◆ DATA LISTING ◆

= = = = = = =

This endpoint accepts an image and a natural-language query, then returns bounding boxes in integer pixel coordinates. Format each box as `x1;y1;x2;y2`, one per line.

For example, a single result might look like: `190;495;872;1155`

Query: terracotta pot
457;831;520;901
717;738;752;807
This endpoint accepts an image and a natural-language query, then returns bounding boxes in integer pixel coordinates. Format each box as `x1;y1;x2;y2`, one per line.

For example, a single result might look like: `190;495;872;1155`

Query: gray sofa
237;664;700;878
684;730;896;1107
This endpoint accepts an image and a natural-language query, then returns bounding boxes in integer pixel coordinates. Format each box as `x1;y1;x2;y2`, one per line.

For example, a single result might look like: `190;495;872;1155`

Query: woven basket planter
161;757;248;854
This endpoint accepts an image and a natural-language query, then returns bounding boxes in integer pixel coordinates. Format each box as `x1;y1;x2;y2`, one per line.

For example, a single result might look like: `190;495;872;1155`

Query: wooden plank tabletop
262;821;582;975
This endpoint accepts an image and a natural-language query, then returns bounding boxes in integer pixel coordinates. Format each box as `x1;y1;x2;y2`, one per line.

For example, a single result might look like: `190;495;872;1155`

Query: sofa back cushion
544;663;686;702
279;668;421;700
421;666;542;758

= = = = = = =

◆ REQUIREMENTS ◆
Rewrite the listing from its beginning through the line containing "717;738;752;807", inclusive, with "terracotta pot" changed to "ceramic pot" and nothing else altered.

◆ RESPONSE TO THE EXERCISE ◆
This endpoint accepts an image and a natural-language query, then returns bounding boxes in integer pixel coordinates. Format each box as `x1;y1;x2;y2`, one per line.

For example, a single result might look like: `190;495;872;1155`

Query: ceramic pot
457;831;520;901
717;738;752;807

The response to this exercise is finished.